▸ Brief A
In the text on white martyrdom, condense the paragraph beginning "I wrote Newtown, Boston" into a short bulleted list that keeps its main facts.
▸ Brief B
Write the next few paragraphs of the text on white martyrdom, picking up after its final sentence.
┌─ Page text
I wrote Newtown, Boston, and the Martyrology of Whiteness after it seemed as though New England had been in continuous mourning for several months.  In December, 20 children and 6 staff at the Sandy Hook Elementary school had been killed, and faces of the victims, particularly white victims, were appearing on television screens and social media.  Then, in April, three people were killed and hundreds were injured after a bomb exploded during the Boston marathon.  The pictures of the victims were not as prominent in the media coverage, but what was was the non-white racial identity of the alleged killers.

As someone working, at that time, with people who were undocumented, incarcerated, or homeless, most of whom were people of color, I could be (perhaps cynically) unfazed by the volume of mainstream and social media coverage: the deaths of children do not garner as much attention if those children are not white.  What shocked me was the very personal nature of the treatment that the suffering that occurred at Newtown and Boston was receiving.  I wrote, at the time, 

We are going beyond saying that the Newtown school shooting and the Boston marathon bombing are traumas--which they are—to the point of saying that they are our traumas.  Facebook memes are abounding encouraging people to hug their kids or drop f-bombs about the levels of evil in the world and the like—things that one would normally do not to sympathize with another person but rather to express grief for one’s own loss.  In Church, we are singing songs like “I Want Jesus to Walk with me” and “How Can I Keep from Singing?” songs that express a personal sense of grief and loss.
I put forward three specific propositions in my essay:

  1. That, while many kinds of traumas are commemorated, only some are collectivized, that is, commemorated in such a way that presumes that the normative “member of the public” will personally experience the trauma as their own, such that “we are” are expected to be personally, emotionally, and spiritually affected by them.
  2. That the normative “member of the public,” the “we all” of “we are all Newtown” or “we are all Boston” is a white we, a white subject, and that the victims of this kind of trauma are therefore turned into white martyrs, that is, people whose deaths are shocking because they are “innocent,” “pure,” etc.
  3. In a manner typical of the Christian tradition, white martyrs are constructed both with an air of nobility about them and in relationship to a bitter, irredeemably evil enemy, an enemy that is always implicitly a racial other.  That is why, while Adam Lanza was coded as “crazy,” the Tsarnaev brothers were seen as “terrorists” and much was made of their racial identity as nonwhite.

White martyrdom is extremely dangerous because it touches on the deepest personal, emotional, and spiritual parts of the psyche and manipulates people into investing in white might be called the cult of whiteness, or the theology of white inviolability.  What this means, in a nutshell, is that public prayer, commemoration, and lamentation after a traumatic or violent event is never politically neutral, but demands an investment in particular value judgments, value judgements that are always, always racialized.  There is no such thing as a moment when it is possible to “stop all the politics and just pray” - indeed, it is calls for such moments that add a unique, pernicious potency to the martyrology of whiteness.  When churches and other faith communities held public liturgies of lament after Newtown and Boston, these functioned as rallies for whiteness - indeed, for white supremacy.
└─
┌─ Supplied data
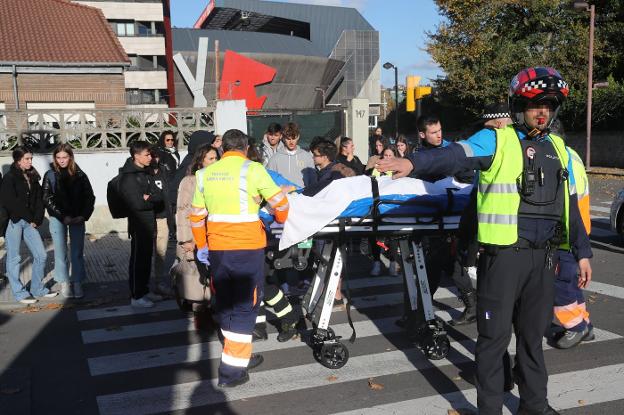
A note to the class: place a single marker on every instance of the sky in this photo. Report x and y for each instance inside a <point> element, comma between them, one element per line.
<point>401,24</point>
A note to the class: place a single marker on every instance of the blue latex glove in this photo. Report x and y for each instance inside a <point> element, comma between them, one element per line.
<point>202,255</point>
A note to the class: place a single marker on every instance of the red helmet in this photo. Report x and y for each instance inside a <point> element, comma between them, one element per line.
<point>536,85</point>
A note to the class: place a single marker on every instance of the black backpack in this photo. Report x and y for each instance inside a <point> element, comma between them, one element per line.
<point>116,203</point>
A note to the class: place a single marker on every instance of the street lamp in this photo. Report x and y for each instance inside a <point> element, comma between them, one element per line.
<point>388,65</point>
<point>584,6</point>
<point>322,91</point>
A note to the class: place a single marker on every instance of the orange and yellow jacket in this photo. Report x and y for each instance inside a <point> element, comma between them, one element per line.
<point>224,211</point>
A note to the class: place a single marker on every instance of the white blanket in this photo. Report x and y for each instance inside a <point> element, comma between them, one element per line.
<point>307,215</point>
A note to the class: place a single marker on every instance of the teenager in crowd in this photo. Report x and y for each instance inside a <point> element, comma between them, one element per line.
<point>69,200</point>
<point>22,197</point>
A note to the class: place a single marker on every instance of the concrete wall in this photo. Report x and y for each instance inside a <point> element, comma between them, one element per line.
<point>100,166</point>
<point>144,12</point>
<point>143,45</point>
<point>146,79</point>
<point>105,90</point>
<point>607,148</point>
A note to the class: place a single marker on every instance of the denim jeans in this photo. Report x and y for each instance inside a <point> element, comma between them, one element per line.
<point>12,240</point>
<point>76,244</point>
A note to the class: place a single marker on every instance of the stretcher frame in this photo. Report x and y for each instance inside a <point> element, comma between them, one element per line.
<point>409,230</point>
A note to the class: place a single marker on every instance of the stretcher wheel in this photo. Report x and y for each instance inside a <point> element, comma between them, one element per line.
<point>332,355</point>
<point>183,305</point>
<point>436,346</point>
<point>300,264</point>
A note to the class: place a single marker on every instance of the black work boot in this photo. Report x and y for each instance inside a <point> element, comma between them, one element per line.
<point>546,411</point>
<point>254,361</point>
<point>469,315</point>
<point>259,333</point>
<point>288,331</point>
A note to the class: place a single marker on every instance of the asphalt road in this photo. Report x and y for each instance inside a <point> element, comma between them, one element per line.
<point>110,360</point>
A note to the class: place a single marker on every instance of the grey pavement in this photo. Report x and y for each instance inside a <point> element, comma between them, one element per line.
<point>102,357</point>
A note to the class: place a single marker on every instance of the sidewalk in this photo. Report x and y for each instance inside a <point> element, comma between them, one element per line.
<point>106,261</point>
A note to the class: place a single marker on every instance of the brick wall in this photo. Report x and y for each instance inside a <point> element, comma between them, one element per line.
<point>105,90</point>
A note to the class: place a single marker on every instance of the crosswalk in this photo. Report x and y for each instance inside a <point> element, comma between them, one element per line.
<point>154,361</point>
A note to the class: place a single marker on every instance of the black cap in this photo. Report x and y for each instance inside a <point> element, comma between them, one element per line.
<point>494,111</point>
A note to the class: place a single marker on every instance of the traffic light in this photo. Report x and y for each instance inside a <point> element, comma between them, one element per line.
<point>422,91</point>
<point>410,95</point>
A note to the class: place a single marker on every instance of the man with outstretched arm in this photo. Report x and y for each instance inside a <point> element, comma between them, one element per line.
<point>525,213</point>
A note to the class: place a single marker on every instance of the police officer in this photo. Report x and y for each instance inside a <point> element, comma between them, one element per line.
<point>524,211</point>
<point>495,115</point>
<point>225,219</point>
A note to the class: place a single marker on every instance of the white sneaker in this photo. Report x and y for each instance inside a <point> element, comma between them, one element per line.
<point>51,294</point>
<point>66,290</point>
<point>472,272</point>
<point>164,289</point>
<point>142,302</point>
<point>28,300</point>
<point>376,270</point>
<point>78,293</point>
<point>153,297</point>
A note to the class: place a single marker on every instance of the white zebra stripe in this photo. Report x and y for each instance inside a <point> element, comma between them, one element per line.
<point>565,391</point>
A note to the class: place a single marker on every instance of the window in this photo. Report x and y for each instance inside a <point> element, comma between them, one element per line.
<point>144,28</point>
<point>123,28</point>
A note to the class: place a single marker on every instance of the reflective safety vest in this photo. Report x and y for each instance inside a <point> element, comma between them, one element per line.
<point>581,188</point>
<point>498,198</point>
<point>226,203</point>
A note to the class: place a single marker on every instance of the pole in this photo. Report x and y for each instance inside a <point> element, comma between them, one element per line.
<point>590,84</point>
<point>396,101</point>
<point>217,69</point>
<point>15,88</point>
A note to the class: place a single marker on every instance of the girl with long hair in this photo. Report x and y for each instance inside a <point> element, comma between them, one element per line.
<point>21,196</point>
<point>69,200</point>
<point>403,146</point>
<point>347,157</point>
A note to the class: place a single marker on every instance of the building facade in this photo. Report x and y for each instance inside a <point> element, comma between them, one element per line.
<point>44,66</point>
<point>143,28</point>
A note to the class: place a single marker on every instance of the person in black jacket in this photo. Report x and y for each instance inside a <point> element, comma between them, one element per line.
<point>21,196</point>
<point>140,194</point>
<point>161,178</point>
<point>69,200</point>
<point>324,156</point>
<point>347,157</point>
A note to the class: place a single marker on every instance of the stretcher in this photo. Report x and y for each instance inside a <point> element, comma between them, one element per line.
<point>406,220</point>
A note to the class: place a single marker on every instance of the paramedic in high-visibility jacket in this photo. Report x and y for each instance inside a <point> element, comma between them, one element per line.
<point>525,212</point>
<point>570,309</point>
<point>231,239</point>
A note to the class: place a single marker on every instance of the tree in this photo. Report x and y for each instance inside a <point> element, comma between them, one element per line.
<point>481,45</point>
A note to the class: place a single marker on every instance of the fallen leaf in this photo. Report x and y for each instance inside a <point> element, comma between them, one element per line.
<point>114,328</point>
<point>374,386</point>
<point>30,309</point>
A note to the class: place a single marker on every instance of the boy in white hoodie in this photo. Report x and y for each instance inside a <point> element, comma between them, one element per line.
<point>291,161</point>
└─
▸ Written response A
- I wrote Newtown, Boston, and the Martyrology of Whiteness after New England seemed to have been mourning for several months.
- In December, 20 children and 6 staff were killed at Sandy Hook Elementary school. The victims' faces, especially those of white victims, filled television and social media.
- In April, a bomb at the Boston marathon killed three people and injured hundreds.
- Coverage of Boston showed the victims less prominently but stressed the non-white racial identity of the alleged killers.

▸ Written response B
These claims shocked many people at the time - indeed, I was afraid to make them myself.  It is generally considered bad form to criticize other people’s public prayers - which is problematic because prayer is still a kind of public discourse.  Moreover, it is considered highly inappropriate to look at someone’s mourning or lamentation and find any fault with it - much less call it out as white supremacy.  But this is exactly what was needed at that time - and now I strongly feel that this analysis is relevant once again, as people gather to venerate another martyr to whiteness, Brian Moore of the New York Police Department.

COLLECTIVE TRAUMA

On the evening of Saturday, May 2, 2015, Brian Moore, a white officer of the New York Police Department was hospitalized with a gunshot wound to the head.  Two days later, he died.1  Almost instantly, state and civil society groups began to publicly mourn his death.  New York City and State flags were flown at half-mast until Moore was buried on Friday, May 8.  And all over Facebook, Twitter, Instagram, Tumbler, and other social media sites, christians – especially christian pastors, seminarians, and other public leaders – are posting their prayers and best wishes for New York and for the NYPD. 

Most tellingly, the New York Mets observed a moment of silence during their game against the Baltimore Orioles on Tuesday, May 5, 2015 and wore NYPD caps during batting practice.  This is an enormous contrast with the response of the Mets’ rivals to the violence directed against women and men of color in their town.  Even while, after his grandfather’s store was damaged during the Baltimore insurrection, the Orioles’ COO, John Angelos, spoke out, identifying poverty and joblessness as among the real issues, he still called for “the rule of law” (a classical trope used by public figures to put down black militancy from the civil rights era to the present).2  Moreover, Baltimore baseball fans still watched as their team observed a moment of silence for a dead police officer, while no such official commemoration was given to Freddie Gray.

The message of all of this is clear: the death of a police officer is a “public trauma” in a way that the death of an unarmed civilian of color at the hands of police simply is not.  Everyone - even those currently struggling against the structural racism of police terror - is expected to be in mourning when a police officer dies and is treated accordingly in public discourse.  Public prayer, public commemoration, public lamentation of any kind - even and especially when it is done by christian leaders - helps to build this expectation.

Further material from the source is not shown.